## Start INPUT FOR THIS TASK
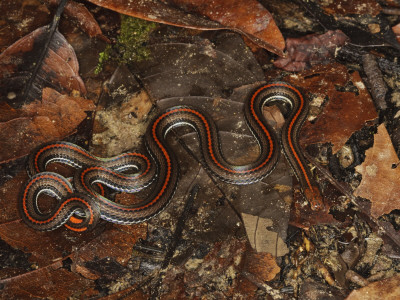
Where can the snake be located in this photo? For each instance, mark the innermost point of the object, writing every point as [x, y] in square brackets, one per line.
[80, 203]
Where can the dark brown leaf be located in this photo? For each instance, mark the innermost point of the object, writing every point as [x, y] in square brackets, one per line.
## End INPUT FOR THIS TASK
## Start INPUT FOR THIS TASK
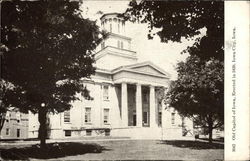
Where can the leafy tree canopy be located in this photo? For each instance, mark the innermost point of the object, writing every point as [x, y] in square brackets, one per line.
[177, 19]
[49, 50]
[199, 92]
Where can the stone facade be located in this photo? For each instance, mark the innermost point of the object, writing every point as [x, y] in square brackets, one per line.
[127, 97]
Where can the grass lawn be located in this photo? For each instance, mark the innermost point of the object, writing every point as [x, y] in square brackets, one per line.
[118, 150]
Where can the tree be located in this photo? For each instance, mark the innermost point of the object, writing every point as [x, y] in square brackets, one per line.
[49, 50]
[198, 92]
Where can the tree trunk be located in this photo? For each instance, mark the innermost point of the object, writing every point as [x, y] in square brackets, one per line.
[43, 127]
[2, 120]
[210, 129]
## End INPUT FOR THIS TASK
Copy out every line from the items above that contains the word "each".

Where can the snake be located in this photo? For each instance, mark the innermost point of the object, writing every point as [x, y] in square brackets, one per line.
Where can the dark brown leaf be located in this photo? For each instance, mark the innermost point of the object, writing every point as [x, y] in square brackets, one per line.
Where can the leafy tree canopy be located in this photo? For each instance, mark the innermost point of the object, writing every point as [x, y] in square brackets, one per line.
Where can the stone facade be located in this photo? For each instance, mark the innermost point of the object, writing every point as [x, y] in square brackets, one per line.
Where can the grass lawn be located in this photo? For each instance, mark the innermost point of the object, writing every point as [x, y] in square brackets, one per line.
Where can the tree be located in this photo? For each instance, mark the innermost point of the object, writing every point as [x, y] in square brackets, one per line.
Where can the tree trunk be located in this photo? For each instance, mark the innermost point of the object, writing every point as [x, y] in square brackets, one per line.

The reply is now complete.